What is required » From the entries below, please output exactly the lines starting at the one containing "<point>341,520</point>" and ending at the one containing "<point>504,494</point>", both included.

------------

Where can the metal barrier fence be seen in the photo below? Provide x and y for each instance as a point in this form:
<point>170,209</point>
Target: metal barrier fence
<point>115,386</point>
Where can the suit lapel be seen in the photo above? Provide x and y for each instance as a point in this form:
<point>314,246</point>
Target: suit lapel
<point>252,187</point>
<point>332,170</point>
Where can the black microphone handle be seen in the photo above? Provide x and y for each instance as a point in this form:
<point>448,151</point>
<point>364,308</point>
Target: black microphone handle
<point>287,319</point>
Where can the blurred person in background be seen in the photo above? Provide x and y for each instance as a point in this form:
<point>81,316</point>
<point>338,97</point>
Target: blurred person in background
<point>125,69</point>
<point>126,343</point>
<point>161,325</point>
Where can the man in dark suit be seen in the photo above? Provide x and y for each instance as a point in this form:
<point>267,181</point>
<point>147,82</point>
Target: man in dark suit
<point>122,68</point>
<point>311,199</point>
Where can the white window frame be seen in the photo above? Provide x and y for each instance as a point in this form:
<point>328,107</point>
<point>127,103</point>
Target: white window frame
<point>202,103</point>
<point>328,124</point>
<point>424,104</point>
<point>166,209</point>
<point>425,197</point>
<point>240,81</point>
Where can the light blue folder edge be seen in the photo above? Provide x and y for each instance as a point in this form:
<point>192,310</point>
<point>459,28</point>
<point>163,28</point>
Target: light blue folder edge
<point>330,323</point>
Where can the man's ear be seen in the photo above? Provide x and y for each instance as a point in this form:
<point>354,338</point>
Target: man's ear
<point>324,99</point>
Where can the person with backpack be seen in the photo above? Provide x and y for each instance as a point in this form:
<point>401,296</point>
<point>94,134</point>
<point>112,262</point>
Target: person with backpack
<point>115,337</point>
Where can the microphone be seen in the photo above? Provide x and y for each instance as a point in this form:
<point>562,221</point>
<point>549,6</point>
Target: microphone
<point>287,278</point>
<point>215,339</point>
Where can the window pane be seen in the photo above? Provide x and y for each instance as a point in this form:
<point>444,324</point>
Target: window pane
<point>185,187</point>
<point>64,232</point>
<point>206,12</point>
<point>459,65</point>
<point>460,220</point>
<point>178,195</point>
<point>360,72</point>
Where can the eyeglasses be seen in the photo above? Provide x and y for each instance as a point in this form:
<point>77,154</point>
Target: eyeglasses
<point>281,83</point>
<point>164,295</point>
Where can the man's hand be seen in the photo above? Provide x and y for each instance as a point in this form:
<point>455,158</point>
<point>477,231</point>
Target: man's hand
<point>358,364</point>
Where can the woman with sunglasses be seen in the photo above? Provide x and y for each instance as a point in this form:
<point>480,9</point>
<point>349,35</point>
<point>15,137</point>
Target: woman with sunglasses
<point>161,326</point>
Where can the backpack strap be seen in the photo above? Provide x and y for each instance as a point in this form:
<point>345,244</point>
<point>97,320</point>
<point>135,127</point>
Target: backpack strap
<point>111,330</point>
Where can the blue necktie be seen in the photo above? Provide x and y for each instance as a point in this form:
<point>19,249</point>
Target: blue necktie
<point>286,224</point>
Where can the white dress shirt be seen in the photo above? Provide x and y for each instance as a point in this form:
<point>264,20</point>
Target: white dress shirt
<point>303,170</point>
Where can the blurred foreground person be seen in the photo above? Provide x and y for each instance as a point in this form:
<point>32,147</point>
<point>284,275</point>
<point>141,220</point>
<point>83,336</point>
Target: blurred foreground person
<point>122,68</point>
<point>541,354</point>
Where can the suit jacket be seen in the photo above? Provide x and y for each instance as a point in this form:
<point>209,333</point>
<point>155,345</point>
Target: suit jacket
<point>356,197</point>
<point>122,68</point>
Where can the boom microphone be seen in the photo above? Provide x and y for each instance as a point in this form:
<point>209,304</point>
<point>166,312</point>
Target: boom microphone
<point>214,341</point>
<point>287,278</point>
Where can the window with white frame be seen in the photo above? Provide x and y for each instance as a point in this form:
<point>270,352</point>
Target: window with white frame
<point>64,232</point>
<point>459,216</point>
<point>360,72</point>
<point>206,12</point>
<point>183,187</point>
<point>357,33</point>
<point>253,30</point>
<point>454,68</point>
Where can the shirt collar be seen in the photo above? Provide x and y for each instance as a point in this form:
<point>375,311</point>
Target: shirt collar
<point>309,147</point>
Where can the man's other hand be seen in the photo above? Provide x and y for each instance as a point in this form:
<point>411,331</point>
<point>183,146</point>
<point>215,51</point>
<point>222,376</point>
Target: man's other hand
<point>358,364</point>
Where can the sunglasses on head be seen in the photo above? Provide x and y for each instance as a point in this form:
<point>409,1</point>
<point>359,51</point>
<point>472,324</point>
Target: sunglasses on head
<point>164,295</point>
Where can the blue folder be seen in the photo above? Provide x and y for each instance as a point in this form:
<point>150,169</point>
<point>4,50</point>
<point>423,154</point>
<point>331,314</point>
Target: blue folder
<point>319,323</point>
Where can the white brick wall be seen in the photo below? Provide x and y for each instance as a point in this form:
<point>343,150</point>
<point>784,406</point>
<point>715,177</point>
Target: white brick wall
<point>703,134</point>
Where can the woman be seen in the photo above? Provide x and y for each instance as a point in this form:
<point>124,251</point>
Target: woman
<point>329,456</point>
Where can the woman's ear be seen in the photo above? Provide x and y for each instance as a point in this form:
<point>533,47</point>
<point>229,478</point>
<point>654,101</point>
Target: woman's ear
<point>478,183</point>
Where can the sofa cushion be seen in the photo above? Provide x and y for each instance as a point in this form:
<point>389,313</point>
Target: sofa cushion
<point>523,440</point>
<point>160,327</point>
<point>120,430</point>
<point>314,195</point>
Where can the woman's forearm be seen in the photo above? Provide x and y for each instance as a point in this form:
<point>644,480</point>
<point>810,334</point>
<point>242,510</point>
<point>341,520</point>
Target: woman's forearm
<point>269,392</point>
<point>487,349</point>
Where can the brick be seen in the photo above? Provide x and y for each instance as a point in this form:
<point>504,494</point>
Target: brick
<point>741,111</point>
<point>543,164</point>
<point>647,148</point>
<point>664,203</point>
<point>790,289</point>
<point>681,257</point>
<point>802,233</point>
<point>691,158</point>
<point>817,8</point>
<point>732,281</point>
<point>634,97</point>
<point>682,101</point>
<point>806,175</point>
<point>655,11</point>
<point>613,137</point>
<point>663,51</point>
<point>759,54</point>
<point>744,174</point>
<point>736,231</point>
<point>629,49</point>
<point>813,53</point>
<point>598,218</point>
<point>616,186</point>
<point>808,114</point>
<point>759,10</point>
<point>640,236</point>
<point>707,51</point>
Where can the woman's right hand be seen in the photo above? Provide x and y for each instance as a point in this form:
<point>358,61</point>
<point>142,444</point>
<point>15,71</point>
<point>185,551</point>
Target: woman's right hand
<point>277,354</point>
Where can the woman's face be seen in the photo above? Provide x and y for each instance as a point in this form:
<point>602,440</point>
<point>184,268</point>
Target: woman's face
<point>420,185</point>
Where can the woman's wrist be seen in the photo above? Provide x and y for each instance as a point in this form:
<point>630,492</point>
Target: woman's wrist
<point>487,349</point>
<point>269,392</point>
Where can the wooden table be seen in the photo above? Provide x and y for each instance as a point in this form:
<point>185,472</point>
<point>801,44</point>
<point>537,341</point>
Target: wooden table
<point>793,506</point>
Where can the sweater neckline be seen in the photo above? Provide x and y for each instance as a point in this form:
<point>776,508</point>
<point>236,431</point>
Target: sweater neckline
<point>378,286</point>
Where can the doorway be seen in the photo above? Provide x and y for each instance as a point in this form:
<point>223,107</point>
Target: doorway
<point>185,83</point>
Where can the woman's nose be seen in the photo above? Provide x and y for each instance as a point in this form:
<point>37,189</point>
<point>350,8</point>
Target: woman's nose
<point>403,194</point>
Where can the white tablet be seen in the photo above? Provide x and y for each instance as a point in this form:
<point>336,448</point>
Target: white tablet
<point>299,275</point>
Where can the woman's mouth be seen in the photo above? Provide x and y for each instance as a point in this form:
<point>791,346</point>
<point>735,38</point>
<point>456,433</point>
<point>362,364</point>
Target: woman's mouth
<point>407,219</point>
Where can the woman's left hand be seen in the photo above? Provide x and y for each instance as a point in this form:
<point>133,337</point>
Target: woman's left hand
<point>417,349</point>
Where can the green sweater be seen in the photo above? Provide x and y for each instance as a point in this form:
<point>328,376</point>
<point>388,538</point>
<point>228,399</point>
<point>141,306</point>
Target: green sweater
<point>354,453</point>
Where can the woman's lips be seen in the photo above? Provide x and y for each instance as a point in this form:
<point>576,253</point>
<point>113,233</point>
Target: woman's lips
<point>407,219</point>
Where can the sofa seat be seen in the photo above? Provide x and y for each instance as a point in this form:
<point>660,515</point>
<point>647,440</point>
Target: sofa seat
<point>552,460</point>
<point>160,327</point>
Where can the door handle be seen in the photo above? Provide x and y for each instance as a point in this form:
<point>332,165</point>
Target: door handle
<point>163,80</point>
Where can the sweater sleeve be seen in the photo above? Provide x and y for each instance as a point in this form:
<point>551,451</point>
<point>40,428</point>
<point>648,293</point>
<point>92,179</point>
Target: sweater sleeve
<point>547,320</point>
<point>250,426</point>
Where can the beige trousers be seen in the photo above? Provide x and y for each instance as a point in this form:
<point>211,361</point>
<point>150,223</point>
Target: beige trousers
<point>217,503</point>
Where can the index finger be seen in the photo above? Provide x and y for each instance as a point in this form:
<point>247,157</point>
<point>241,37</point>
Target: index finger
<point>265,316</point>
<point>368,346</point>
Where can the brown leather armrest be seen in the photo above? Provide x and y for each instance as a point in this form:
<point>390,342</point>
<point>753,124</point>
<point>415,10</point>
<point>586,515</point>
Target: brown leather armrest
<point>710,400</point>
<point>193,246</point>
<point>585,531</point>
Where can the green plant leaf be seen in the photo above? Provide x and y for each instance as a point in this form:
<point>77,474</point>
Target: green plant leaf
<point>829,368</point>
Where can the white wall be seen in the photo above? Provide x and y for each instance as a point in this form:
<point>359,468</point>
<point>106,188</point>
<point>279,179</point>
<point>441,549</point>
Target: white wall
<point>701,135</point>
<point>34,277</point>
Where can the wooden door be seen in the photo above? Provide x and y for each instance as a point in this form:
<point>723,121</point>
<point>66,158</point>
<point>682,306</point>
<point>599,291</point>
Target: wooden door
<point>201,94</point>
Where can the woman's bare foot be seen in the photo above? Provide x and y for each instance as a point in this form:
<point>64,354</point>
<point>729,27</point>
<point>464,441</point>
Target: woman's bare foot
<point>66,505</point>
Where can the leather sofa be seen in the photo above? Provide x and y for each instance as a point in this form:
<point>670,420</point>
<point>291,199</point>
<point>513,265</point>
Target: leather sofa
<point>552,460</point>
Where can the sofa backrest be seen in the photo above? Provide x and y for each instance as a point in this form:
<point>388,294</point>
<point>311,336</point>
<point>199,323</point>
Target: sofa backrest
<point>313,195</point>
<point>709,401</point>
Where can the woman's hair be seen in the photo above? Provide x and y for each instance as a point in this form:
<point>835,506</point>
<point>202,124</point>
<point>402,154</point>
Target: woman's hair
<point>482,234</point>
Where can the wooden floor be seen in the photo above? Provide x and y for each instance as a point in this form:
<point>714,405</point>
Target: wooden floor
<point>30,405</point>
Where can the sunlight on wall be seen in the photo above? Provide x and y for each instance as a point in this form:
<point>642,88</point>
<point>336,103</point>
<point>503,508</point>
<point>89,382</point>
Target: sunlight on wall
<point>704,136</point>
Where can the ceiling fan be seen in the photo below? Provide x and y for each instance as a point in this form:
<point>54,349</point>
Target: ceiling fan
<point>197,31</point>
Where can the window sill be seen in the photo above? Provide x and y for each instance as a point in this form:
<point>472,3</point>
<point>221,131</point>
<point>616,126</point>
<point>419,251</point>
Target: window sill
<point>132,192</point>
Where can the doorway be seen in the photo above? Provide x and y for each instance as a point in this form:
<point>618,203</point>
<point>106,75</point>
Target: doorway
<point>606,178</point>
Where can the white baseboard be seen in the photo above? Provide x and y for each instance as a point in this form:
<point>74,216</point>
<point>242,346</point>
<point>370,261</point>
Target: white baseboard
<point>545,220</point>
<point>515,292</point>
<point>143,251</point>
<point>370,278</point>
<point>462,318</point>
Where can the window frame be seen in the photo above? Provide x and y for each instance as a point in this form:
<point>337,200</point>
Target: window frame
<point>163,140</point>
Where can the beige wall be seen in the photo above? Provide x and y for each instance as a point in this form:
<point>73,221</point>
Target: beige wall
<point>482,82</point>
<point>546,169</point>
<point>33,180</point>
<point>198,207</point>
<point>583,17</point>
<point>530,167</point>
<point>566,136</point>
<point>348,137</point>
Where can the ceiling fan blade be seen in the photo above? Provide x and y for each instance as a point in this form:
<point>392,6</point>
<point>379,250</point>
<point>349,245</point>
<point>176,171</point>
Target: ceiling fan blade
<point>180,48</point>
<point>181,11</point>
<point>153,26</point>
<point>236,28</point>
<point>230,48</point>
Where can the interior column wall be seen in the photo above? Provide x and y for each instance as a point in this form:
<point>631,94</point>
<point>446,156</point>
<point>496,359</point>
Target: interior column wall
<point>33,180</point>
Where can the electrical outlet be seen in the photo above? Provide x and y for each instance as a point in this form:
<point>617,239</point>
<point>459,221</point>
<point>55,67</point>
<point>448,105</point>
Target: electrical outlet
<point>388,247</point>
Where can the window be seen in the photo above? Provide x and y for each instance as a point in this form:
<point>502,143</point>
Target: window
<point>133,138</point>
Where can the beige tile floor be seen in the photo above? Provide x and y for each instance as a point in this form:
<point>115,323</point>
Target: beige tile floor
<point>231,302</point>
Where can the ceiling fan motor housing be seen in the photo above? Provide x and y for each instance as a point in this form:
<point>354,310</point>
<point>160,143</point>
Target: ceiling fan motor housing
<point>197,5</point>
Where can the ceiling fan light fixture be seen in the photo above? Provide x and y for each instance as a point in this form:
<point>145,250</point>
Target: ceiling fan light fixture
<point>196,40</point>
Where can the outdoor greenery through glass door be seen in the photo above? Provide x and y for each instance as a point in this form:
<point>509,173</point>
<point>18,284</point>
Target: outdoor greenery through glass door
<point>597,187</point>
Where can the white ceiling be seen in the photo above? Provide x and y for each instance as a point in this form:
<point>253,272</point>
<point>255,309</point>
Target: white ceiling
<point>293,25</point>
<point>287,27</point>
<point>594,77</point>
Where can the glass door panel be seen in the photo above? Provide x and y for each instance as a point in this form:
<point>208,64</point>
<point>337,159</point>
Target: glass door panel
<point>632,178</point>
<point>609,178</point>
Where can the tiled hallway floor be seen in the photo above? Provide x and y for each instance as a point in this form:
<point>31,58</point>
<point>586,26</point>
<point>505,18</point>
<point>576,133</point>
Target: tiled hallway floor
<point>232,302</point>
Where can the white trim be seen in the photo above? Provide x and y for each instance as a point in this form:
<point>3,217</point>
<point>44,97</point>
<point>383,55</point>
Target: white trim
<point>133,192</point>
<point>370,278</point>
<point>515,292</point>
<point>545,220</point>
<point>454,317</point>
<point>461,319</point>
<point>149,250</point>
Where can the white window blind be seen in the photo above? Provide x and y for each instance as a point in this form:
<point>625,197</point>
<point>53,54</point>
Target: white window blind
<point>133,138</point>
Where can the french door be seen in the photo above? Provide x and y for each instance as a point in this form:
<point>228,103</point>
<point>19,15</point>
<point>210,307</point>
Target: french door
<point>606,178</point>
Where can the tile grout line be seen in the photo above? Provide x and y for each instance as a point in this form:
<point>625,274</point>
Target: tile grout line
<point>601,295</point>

------------

Answer to the problem »
<point>341,520</point>
Target: woman's forearm
<point>269,392</point>
<point>487,349</point>
Where can the brick be seen in the photo above? Provide x and y for each instance as a point in this form:
<point>504,494</point>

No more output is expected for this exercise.